## Begin Source records

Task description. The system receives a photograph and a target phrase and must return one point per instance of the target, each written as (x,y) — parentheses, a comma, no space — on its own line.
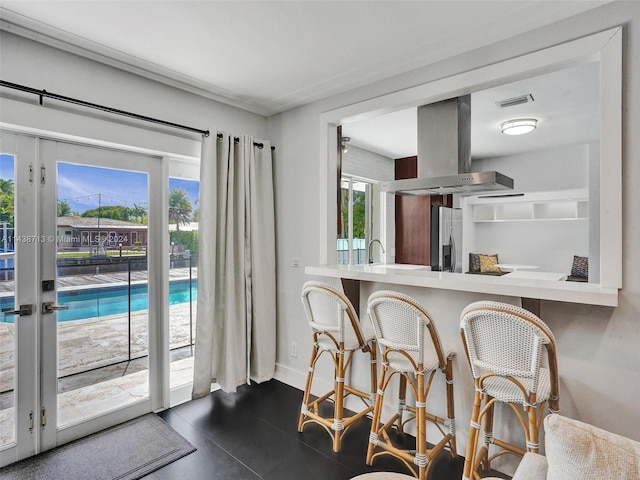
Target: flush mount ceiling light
(519,126)
(344,144)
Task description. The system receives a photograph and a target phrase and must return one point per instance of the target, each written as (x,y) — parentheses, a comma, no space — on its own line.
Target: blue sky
(84,186)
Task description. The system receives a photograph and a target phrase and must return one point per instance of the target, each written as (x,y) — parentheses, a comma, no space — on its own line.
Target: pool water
(101,301)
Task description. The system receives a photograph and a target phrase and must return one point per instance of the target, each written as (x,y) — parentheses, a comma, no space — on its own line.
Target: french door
(79,280)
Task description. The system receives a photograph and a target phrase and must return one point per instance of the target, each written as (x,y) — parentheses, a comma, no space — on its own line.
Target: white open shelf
(565,205)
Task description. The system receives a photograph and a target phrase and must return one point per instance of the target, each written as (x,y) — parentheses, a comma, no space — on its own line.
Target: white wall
(38,66)
(549,244)
(598,354)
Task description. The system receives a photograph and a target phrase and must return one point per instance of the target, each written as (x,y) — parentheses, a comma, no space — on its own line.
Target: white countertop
(512,285)
(554,276)
(514,267)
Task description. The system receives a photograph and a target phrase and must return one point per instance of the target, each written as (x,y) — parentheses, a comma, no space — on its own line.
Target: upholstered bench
(577,450)
(383,476)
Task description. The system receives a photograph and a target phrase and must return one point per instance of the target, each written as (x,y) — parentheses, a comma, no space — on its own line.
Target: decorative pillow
(580,267)
(488,263)
(474,263)
(578,450)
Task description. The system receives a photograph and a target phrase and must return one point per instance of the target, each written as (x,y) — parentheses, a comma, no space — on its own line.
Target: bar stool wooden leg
(474,431)
(377,412)
(402,403)
(307,388)
(450,409)
(421,459)
(338,425)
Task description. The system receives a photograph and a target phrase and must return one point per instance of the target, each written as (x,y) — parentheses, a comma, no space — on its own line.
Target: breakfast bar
(521,283)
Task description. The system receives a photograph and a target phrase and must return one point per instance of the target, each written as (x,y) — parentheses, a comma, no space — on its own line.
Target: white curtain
(236,310)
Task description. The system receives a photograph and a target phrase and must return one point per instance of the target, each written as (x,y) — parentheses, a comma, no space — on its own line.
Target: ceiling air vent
(512,102)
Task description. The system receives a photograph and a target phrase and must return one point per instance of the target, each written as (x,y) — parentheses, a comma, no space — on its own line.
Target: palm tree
(64,209)
(6,201)
(179,207)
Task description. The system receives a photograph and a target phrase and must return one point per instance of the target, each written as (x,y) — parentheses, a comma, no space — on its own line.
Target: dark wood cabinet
(413,218)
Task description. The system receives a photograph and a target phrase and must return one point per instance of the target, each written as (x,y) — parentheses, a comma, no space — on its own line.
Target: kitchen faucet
(371,251)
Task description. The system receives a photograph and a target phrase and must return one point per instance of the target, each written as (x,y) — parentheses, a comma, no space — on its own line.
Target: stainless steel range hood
(444,155)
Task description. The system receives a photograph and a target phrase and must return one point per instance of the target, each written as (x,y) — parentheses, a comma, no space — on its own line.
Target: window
(355,218)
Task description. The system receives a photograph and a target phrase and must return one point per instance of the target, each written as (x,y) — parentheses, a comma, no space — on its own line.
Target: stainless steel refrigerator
(446,239)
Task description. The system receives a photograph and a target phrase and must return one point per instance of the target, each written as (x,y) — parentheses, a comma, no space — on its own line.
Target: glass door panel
(98,289)
(18,298)
(102,327)
(183,276)
(7,303)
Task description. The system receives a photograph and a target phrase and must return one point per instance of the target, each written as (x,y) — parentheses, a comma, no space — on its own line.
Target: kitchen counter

## End Source records

Work to do:
Every line above should be repeated exactly; pictures stay out of the copy.

The result:
Task description. The system receives a photograph and a target phrase and must return one point per instance of the target, each written as (x,y) — parentheses, a comma, no space — on its own line.
Target: flush mount ceiling light
(519,126)
(344,144)
Task description. The system receives a photograph and a target phrase and must return one point per instance of the target, each written as (x,y) — parentheses, a comma, no space — on its own line.
Target: blue sky
(84,186)
Task description. The system receives a photograph and a target phrase and must return one point per instance of the target, each written as (x,y) — parentheses, a comma, no space — on its own line.
Target: pool water
(101,301)
Task description. The system receives a photograph and a target phrase and must return one point per instance of the target, each written as (x,y) — parentheses, a comma, no space — on its own line.
Target: french door
(79,280)
Task description. The system receives a photograph and a target phrase and must return one point per instance of the target, each written as (x,y) — parentheses, a comma, no space — on its own line.
Target: white open shelf
(565,205)
Task description. The system receives a photograph and a target phrase and must return one point per instance of the target, each written as (x,y) — parentheses, a comma, no space — on its own line.
Target: white wall
(38,66)
(549,244)
(598,354)
Task description. The system receives a photograph and a target phrase and must return one point per instance of the target, each written as (x,y) — parentheses, a comma, no space — on its own line.
Target: white countertop
(512,285)
(554,276)
(514,267)
Task description. The system receives a photograph and a target phrase and must return one point per instance of the target, each written as (x,y) — parentheses, a comma, no space — on its own line.
Target: upholstered bench
(577,450)
(383,476)
Task description. The system receives a photograph and a target phrase and must return one point per instance of the target, each written as (x,y) — parentheses, a comma, no space — on its own line.
Target: decorative pillow
(580,267)
(488,263)
(474,263)
(578,450)
Task description. The system receives a photograph and a target phrase and must return one point per instance of the target, each written as (x,y) — parentheses, a comma, no space — on its own line.
Target: bar stool wooden leg
(474,431)
(377,412)
(402,403)
(307,388)
(450,409)
(421,459)
(338,425)
Task description. The system receives a photograph and a target phrase and must return one point per instance of the target, each written as (x,y) — parentheses, a comma, no space — on its own line.
Target: breakfast bar
(521,283)
Task description. The system receives a photograph and a target phrase and must return one point per instance of the target, each written as (x,y) — parentheses, a comma, no space — on its own line.
Target: white curtain
(236,310)
Task description. The system receives a photograph and a target phrase and must return one point per instance of the target, each written as (x,y) — parentheses, a comma, no space — on its own line.
Target: ceiling air vent
(512,102)
Task description. The system receives a photograph and a target phrase and must return one point per instance of the target, each written as (x,y) — parentheses, a comma, no space — on its own line.
Target: palm tree
(64,209)
(6,201)
(179,207)
Task description. The system receives a photograph and a target phrase and must return one point per instance of the target, each written as (x,y) — parentheses, a comma, no space — on its own line.
Target: dark wood cabinet
(413,218)
Task description. The system receives a photograph and a target phrase and must return one point per instance of the target, each written as (x,y) — parentheses, a comma, no space — on its own line.
Target: kitchen faucet
(371,251)
Task description. The system receives a photograph and a target phrase and must return one point per instance of the target, each written as (x,y) — parentheses, a comma, no space — on its own line.
Target: stainless steel range hood
(444,155)
Task description. The system receives a photograph and a target phrase and must return one point per instance of the target, each written as (x,y) — parentheses, a comma, no space — on its own line.
Target: window
(355,218)
Task description. The system receives a photograph and a target phrase and must return one point per instance of the target, each written as (x,y) — parentheses, a comma, no space — on its own line.
Target: stainless steel refrigerator
(446,239)
Task description. The system receives a photograph and a target phrase and must return one point per instance of the target, each written as (x,y) — parentheses, a comma, no space — on its own line.
Target: glass door panel
(98,289)
(18,298)
(102,327)
(183,276)
(7,303)
Task description. The system receives a photograph and a target phrase and must return one point per instance of the target, each written as (x,y) — parentheses, a comma, no space — on its own line.
Target: kitchen counter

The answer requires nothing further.